# Problem requirements:
Quote the material below verbatim, from the line containing "Trace the outline of every instance of the cultivated" through the end of the material.

>> Start Task input

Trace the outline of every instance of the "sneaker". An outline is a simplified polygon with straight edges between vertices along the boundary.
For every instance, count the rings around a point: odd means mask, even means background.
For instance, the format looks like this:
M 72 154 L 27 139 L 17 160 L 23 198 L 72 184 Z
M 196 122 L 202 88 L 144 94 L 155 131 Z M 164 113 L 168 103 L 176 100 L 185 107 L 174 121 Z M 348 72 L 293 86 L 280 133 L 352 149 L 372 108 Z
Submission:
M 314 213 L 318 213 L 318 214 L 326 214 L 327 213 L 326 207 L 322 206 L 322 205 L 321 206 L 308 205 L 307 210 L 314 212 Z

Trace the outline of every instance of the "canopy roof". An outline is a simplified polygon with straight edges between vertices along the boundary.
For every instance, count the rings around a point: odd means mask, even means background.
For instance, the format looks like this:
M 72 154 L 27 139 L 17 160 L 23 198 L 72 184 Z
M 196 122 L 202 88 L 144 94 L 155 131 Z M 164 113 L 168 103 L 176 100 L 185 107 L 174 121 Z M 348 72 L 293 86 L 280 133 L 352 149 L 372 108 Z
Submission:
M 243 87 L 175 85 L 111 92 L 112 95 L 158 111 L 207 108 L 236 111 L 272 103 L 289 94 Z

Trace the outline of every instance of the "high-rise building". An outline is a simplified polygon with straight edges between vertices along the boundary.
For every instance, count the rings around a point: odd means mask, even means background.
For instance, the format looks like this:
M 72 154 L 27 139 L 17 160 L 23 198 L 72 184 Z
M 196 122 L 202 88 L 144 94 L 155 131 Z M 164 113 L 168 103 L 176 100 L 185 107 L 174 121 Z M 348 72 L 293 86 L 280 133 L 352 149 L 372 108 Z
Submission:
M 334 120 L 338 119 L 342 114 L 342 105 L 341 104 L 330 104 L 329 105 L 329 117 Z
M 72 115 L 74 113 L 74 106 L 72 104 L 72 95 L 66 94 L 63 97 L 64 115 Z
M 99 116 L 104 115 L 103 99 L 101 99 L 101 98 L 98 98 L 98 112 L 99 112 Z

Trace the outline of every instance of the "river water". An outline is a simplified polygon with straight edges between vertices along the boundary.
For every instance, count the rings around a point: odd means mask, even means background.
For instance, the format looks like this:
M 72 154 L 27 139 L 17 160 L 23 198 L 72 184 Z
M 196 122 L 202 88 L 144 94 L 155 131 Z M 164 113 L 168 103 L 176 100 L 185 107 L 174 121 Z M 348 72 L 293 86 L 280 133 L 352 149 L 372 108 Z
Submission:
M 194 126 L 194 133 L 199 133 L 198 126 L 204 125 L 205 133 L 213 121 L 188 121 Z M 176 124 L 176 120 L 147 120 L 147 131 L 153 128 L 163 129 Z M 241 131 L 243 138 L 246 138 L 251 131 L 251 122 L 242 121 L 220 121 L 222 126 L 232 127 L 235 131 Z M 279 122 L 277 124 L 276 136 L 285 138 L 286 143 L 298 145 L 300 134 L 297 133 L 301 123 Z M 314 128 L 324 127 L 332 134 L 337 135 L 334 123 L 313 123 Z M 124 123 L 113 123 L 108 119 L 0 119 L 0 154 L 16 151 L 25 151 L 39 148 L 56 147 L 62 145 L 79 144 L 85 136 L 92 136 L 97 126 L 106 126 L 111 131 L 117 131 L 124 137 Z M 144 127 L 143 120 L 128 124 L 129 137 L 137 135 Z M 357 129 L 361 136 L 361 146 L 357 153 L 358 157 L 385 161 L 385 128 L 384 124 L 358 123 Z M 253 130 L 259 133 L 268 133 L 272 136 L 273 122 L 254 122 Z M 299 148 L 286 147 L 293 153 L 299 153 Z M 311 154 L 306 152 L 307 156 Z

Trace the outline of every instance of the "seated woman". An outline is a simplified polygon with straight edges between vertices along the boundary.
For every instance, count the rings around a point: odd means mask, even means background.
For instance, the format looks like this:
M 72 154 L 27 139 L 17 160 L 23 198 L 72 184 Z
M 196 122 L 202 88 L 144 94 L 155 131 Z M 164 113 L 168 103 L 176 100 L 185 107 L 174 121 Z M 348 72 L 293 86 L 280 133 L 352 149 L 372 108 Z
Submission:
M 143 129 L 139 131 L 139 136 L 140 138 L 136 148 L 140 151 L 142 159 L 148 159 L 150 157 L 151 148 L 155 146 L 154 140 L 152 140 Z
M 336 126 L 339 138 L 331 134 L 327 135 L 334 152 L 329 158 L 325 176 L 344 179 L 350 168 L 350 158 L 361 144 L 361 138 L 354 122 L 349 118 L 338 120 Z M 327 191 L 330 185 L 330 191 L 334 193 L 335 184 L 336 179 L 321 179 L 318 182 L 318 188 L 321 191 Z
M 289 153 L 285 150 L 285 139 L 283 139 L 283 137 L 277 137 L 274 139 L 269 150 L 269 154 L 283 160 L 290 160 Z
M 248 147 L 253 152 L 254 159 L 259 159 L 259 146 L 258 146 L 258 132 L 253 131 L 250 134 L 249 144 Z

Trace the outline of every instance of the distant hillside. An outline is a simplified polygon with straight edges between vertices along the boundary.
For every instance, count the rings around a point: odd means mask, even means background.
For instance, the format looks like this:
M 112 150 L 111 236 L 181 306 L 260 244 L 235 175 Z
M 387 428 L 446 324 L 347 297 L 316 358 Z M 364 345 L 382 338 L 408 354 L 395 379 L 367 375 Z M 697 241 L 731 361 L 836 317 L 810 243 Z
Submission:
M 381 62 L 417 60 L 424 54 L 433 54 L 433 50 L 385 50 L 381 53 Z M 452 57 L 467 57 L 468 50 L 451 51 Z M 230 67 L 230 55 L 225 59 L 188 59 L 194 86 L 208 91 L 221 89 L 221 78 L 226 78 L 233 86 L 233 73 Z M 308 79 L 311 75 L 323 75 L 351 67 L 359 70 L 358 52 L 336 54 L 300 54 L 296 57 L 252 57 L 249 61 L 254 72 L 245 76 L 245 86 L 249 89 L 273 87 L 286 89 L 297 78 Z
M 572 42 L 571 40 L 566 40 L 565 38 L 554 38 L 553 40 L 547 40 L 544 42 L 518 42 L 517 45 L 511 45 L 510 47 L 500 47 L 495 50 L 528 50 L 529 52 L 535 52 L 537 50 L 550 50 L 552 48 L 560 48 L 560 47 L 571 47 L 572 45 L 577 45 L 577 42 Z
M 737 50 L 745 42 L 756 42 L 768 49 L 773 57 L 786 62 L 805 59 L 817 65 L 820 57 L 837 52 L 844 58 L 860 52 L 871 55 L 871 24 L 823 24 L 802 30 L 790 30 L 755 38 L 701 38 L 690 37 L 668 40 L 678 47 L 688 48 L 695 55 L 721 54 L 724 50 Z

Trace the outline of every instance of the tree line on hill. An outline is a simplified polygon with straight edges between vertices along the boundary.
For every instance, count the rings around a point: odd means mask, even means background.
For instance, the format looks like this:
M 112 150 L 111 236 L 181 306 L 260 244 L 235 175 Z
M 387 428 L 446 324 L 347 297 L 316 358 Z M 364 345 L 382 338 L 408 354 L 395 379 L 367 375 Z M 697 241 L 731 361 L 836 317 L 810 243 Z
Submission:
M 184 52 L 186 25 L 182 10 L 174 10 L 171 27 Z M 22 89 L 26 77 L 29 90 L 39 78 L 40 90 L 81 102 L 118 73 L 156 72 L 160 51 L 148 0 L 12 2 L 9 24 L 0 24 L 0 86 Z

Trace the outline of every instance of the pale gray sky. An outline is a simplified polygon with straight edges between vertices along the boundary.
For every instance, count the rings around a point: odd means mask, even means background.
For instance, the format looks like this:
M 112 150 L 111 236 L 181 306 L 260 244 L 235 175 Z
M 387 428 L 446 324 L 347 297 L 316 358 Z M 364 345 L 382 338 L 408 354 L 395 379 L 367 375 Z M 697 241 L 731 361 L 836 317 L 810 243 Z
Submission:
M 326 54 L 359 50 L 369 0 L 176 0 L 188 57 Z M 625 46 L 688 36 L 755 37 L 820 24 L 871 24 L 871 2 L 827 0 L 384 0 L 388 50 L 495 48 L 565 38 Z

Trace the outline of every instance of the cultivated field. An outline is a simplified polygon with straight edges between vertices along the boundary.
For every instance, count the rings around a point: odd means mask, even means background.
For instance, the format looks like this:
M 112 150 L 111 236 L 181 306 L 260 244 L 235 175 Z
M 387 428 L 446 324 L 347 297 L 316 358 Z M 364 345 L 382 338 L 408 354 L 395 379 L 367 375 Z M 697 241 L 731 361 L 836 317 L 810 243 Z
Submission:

>> End Task input

# The result:
Trace the outline of every instance of the cultivated field. An outline is a simplified polygon with straight edges between vertices along the boundary.
For every instance, count the rings around a point: odd means mask, even means background.
For instance, the format looks like this:
M 112 150 L 111 236 L 181 306 L 260 244 L 235 175 Z
M 387 428 L 446 324 L 347 297 L 316 358 Z M 364 345 L 382 338 L 408 354 L 395 379 L 367 375 Z M 697 241 L 731 361 L 836 317 L 810 243 Z
Submission:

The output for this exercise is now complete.